**TASK INSTRUCTIONS**
Count the lines in the records below that contain the string "tree", matching case exactly, and reply with only that number.

**SOURCE DATA**
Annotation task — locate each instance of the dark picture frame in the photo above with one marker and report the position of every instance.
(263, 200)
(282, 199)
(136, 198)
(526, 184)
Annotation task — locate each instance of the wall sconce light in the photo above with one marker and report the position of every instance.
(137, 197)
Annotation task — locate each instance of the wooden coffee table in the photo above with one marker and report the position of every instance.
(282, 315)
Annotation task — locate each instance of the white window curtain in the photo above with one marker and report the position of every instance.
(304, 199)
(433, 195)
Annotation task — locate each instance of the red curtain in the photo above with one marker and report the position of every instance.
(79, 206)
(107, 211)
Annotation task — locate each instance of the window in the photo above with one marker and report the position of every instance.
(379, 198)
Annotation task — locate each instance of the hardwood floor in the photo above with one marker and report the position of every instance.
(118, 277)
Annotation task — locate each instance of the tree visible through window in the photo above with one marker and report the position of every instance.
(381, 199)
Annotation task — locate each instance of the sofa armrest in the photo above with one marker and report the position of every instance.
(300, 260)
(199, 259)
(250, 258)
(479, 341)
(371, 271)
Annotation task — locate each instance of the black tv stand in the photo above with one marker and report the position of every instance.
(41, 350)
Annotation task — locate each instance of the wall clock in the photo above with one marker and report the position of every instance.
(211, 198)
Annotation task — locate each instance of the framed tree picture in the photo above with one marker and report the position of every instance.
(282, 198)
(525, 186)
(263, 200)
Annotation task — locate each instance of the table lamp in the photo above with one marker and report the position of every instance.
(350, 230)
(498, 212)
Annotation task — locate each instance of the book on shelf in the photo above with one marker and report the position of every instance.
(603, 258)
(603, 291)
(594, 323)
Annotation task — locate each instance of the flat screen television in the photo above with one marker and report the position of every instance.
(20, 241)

--

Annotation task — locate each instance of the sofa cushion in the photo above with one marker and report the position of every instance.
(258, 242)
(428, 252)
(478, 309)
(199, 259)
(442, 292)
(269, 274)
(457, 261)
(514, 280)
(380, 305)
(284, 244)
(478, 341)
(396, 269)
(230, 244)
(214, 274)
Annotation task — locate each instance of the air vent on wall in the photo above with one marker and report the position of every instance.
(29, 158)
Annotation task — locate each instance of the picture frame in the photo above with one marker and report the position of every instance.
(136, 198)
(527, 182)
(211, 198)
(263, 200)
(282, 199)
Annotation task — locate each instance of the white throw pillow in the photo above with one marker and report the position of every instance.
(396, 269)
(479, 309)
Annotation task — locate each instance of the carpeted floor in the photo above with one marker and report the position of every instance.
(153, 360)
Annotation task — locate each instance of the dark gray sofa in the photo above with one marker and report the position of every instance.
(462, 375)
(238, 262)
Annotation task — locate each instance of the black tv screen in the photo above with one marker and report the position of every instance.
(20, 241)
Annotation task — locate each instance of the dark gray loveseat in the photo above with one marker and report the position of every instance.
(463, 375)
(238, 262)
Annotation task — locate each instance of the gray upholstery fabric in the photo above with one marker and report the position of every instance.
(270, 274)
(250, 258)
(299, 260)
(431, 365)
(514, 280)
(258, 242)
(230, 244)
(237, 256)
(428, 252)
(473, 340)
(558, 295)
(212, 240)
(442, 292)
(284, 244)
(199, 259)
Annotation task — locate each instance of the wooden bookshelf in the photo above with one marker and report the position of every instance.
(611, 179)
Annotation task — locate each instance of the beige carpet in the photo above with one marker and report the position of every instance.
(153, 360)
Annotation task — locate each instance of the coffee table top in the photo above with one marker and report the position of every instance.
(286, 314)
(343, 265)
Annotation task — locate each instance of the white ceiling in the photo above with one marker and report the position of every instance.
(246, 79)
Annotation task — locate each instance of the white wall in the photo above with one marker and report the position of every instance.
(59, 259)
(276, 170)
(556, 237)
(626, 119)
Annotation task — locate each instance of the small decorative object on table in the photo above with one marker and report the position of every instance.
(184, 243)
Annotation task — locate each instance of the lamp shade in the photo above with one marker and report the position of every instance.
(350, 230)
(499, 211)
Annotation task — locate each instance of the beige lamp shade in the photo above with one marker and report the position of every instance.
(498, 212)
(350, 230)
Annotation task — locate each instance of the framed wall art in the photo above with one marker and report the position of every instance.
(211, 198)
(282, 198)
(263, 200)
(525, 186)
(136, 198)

**CORRECT OUTPUT**
2